◆ **Excerpt**:
>>>
The UML Component Diagram of the application being developed.

The component diagram of the application being developed. Source: author’s own work.

The detection threshold parameter and camera node are linked to the code node. The output of the code node is then linked to the display node. The model node is not connected to other nodes in the graph because the application logic handles information flow to/from the model. We will see later how to send input data to the model after pre-processing, and read out the inference results from the model for post-processing.

Nodes are connected through edges in the graphs/yolox-panorama/graph.json:

"edges": [
    {
        "producer": "camera_node.video_out",
        "consumer": "code_node.video_in"
    },
    {
        "producer": "code_node.video_out",
        "consumer": "display_node.video_in"
    },
    {
        "producer": "detection_threshold",
        "consumer": "code_node.threshold"
    }
]

Edges of an application graph. GitHub checkpoint: 🔖

Add machine learning model artifact

The YOLOX model has to be converted to TorchScript, one of the formats supported by AWS Panorama. The full workflow is outlined in the yolox-torchscript Jupyter notebook.

One important aspect is to remember the expected input shape of the exported model, which is needed at a later stage when writing inference code. For image processing models, the input shape has the format of [batch_size, channel_size, width, height]. In this case, batch_size is 1, channel_size equals 3 (red, green, blue), and model specifications define width and height. For yolox-s model the input shape is [1, 3, 640, 640].

In the last steps of the Jupyter notebook, the TorchScript model is saved as a .tar.gz package. This archive will be used to create the package of the model node.

The Panorama CLI adds the archive as a project asset, taking the path of the .tar.gz file in the --model-local-path parameter. Before issuing any of these commands, it is important to export the local AWS account ID to have reproducible and portable steps.

$ AWS_ACCOUNT_ID=$(aws sts get-caller-identity --output text --query 'Account')
<<<
◆ **Entries**:
>>>
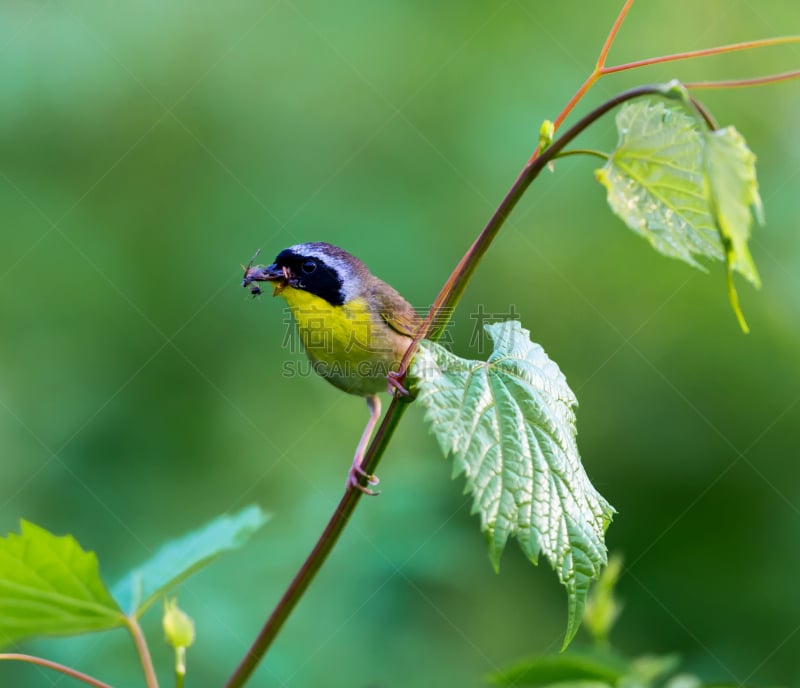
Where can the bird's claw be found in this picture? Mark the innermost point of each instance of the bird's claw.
(395, 381)
(353, 480)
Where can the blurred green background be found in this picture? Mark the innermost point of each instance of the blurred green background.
(148, 148)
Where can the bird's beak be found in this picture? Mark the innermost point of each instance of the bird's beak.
(269, 273)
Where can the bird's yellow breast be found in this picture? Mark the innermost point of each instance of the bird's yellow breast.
(349, 345)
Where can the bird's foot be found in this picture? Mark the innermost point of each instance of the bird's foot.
(395, 380)
(353, 479)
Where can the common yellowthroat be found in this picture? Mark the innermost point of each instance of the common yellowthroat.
(355, 328)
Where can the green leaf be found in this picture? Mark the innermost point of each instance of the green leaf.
(602, 608)
(604, 668)
(179, 559)
(656, 181)
(50, 586)
(730, 165)
(510, 424)
(687, 190)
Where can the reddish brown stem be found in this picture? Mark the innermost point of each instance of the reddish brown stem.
(706, 52)
(55, 666)
(743, 83)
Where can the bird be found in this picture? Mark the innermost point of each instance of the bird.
(355, 328)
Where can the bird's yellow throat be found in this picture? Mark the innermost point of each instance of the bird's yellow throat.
(337, 333)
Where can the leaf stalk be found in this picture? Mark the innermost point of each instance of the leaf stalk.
(55, 666)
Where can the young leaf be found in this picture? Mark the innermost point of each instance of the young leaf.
(510, 424)
(655, 181)
(598, 667)
(688, 190)
(50, 586)
(733, 187)
(178, 559)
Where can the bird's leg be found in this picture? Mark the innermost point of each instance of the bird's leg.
(374, 405)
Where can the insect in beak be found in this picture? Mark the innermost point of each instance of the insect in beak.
(261, 273)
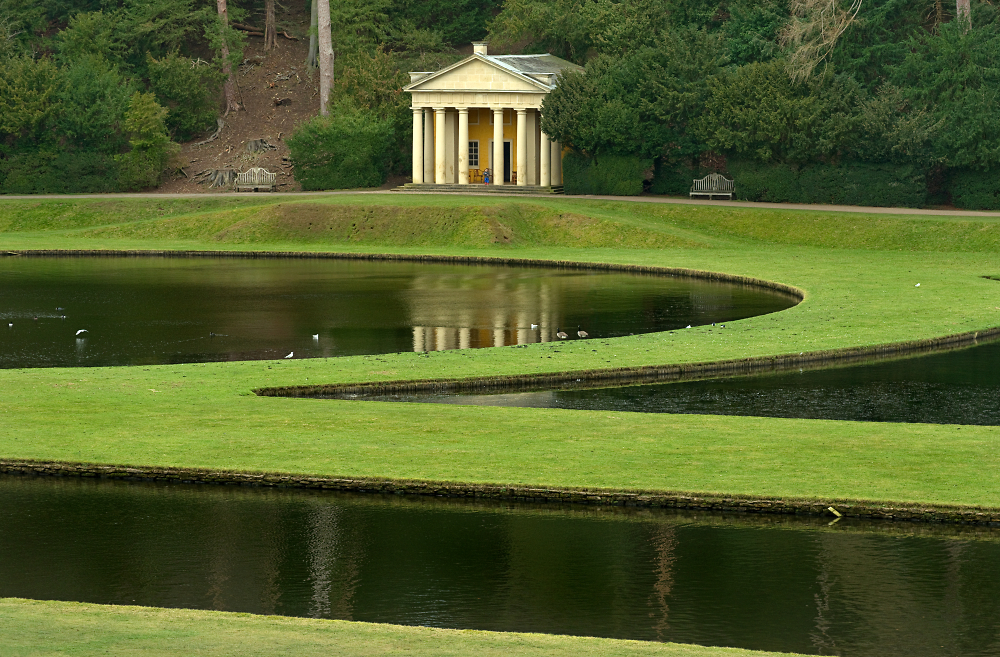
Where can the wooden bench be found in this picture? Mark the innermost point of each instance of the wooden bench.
(713, 185)
(256, 180)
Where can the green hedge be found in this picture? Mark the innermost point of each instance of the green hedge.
(68, 172)
(975, 190)
(608, 175)
(673, 179)
(881, 185)
(346, 150)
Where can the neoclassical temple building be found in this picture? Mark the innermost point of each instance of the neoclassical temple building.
(481, 117)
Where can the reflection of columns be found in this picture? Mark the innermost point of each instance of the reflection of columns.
(522, 147)
(428, 145)
(463, 145)
(418, 338)
(440, 338)
(439, 145)
(556, 163)
(545, 177)
(418, 145)
(498, 166)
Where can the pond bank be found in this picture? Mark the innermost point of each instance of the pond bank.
(835, 508)
(30, 627)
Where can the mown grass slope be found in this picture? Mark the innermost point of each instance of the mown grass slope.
(29, 628)
(207, 416)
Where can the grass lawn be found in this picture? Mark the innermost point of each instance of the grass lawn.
(29, 627)
(858, 273)
(862, 293)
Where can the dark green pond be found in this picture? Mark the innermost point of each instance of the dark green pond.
(770, 583)
(954, 387)
(171, 310)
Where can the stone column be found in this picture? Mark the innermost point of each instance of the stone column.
(556, 164)
(428, 145)
(418, 145)
(522, 147)
(497, 176)
(545, 177)
(463, 145)
(439, 146)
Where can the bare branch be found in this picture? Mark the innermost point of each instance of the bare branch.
(813, 31)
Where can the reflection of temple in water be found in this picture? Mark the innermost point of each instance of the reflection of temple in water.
(511, 307)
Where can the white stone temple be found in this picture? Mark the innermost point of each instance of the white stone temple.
(464, 111)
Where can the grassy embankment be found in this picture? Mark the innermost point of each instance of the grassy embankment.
(68, 628)
(205, 415)
(858, 273)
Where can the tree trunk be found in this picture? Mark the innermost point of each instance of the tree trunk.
(270, 29)
(963, 11)
(313, 33)
(229, 88)
(325, 55)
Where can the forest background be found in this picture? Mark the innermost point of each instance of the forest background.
(872, 102)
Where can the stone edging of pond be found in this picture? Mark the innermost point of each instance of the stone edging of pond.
(636, 375)
(939, 513)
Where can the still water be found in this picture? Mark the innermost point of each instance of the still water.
(772, 583)
(129, 311)
(954, 387)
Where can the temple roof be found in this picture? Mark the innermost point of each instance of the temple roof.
(538, 71)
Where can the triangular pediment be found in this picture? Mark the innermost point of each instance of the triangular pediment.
(477, 73)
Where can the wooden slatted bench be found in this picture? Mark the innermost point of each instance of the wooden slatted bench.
(256, 180)
(713, 185)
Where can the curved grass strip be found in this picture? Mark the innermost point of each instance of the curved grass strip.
(205, 416)
(29, 627)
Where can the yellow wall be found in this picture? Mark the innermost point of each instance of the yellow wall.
(483, 131)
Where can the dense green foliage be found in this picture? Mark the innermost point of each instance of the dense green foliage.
(882, 185)
(709, 80)
(975, 190)
(615, 175)
(350, 148)
(92, 91)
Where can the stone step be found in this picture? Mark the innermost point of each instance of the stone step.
(477, 188)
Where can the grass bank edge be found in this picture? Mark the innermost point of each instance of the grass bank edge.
(34, 627)
(596, 496)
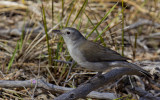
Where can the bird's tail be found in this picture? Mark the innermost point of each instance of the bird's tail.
(139, 69)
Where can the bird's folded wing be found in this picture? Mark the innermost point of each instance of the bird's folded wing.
(96, 53)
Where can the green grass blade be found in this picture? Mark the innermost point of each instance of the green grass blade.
(122, 29)
(47, 39)
(13, 56)
(106, 15)
(102, 40)
(79, 11)
(73, 8)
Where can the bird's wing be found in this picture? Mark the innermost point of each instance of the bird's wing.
(96, 53)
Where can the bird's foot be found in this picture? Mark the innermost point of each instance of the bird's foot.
(98, 75)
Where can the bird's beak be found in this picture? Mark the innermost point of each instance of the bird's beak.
(57, 32)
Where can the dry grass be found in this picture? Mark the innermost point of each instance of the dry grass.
(23, 21)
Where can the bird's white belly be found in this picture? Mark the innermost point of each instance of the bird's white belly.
(76, 54)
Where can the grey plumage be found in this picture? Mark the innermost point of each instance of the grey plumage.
(93, 56)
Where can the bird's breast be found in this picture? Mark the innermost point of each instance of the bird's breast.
(76, 54)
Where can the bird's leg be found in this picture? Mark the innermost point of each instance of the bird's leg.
(98, 75)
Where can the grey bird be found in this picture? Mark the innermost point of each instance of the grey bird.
(91, 55)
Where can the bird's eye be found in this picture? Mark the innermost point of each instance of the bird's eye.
(68, 32)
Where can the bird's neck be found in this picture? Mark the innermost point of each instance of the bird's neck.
(74, 43)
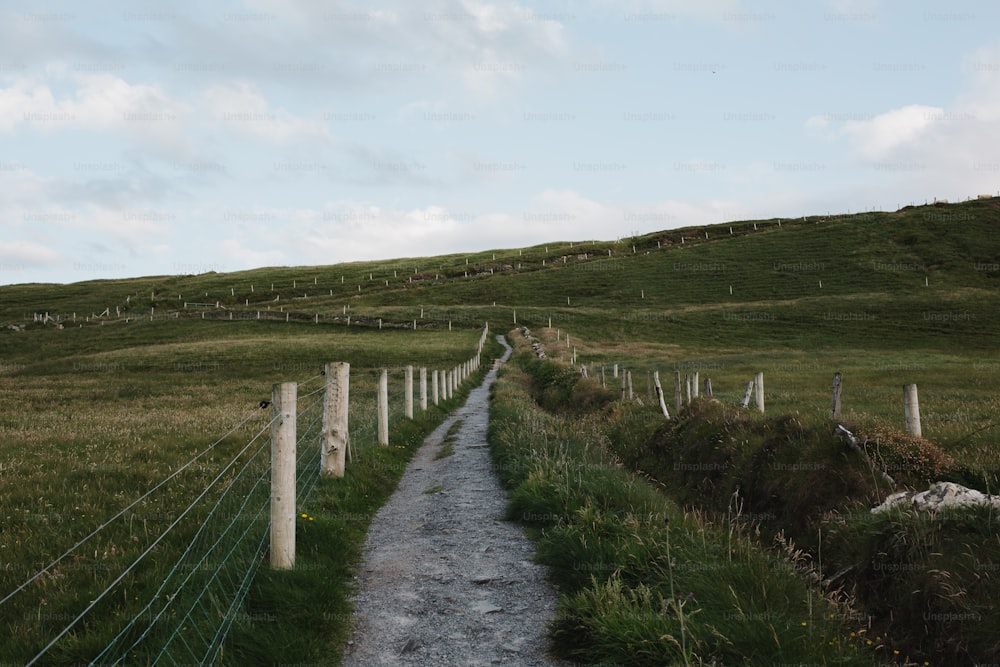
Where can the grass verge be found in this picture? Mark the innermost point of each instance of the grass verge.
(304, 616)
(642, 581)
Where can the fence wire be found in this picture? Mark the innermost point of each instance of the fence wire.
(181, 613)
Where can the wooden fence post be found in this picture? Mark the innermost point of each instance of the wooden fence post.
(423, 390)
(746, 396)
(335, 412)
(408, 392)
(659, 394)
(911, 410)
(759, 385)
(837, 387)
(383, 408)
(283, 398)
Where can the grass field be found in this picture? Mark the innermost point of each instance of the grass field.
(109, 385)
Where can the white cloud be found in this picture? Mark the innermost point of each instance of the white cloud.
(241, 107)
(102, 102)
(701, 9)
(877, 138)
(27, 253)
(239, 256)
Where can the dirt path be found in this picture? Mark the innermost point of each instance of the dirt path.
(445, 580)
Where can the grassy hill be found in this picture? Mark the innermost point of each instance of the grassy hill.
(109, 384)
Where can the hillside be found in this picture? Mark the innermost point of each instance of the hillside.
(943, 256)
(129, 377)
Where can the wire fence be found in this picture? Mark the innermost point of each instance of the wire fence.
(186, 551)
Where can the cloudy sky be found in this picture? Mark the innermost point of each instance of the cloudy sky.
(140, 137)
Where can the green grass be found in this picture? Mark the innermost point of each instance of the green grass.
(93, 422)
(101, 408)
(643, 582)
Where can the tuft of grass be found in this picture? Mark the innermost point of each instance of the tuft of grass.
(641, 580)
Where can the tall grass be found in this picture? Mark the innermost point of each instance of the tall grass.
(644, 582)
(90, 426)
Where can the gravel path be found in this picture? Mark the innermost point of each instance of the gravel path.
(445, 580)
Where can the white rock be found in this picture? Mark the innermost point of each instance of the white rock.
(940, 495)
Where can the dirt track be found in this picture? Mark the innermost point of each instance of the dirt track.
(445, 580)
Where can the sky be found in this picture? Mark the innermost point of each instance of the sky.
(143, 138)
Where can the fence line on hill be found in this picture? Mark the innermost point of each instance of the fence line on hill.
(230, 524)
(688, 386)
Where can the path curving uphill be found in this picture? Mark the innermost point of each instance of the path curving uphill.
(445, 580)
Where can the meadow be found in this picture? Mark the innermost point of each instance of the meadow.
(111, 385)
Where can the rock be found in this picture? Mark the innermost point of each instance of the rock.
(941, 495)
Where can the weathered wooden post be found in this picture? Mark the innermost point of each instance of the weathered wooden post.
(911, 410)
(283, 398)
(423, 390)
(408, 392)
(383, 407)
(835, 404)
(335, 412)
(759, 385)
(746, 396)
(659, 394)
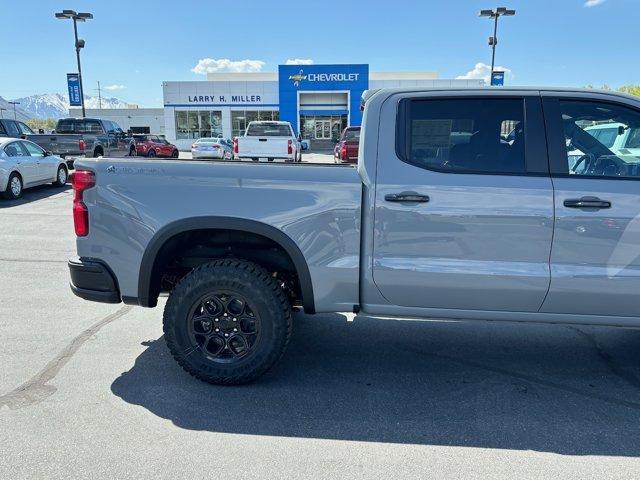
<<<
◆ **What this task involves**: Write out, word for word, the part of the excerpt on the YOLOX Panorama application that starts with "One important aspect" and goes on through "3, 640, 640].".

◆ **Result of the task**:
One important aspect is to remember the expected input shape of the exported model, which is needed at a later stage when writing inference code. For image processing models, the input shape has the format of [batch_size, channel_size, width, height]. In this case, batch_size is 1, channel_size equals 3 (red, green, blue), and model specifications define width and height. For yolox-s model the input shape is [1, 3, 640, 640].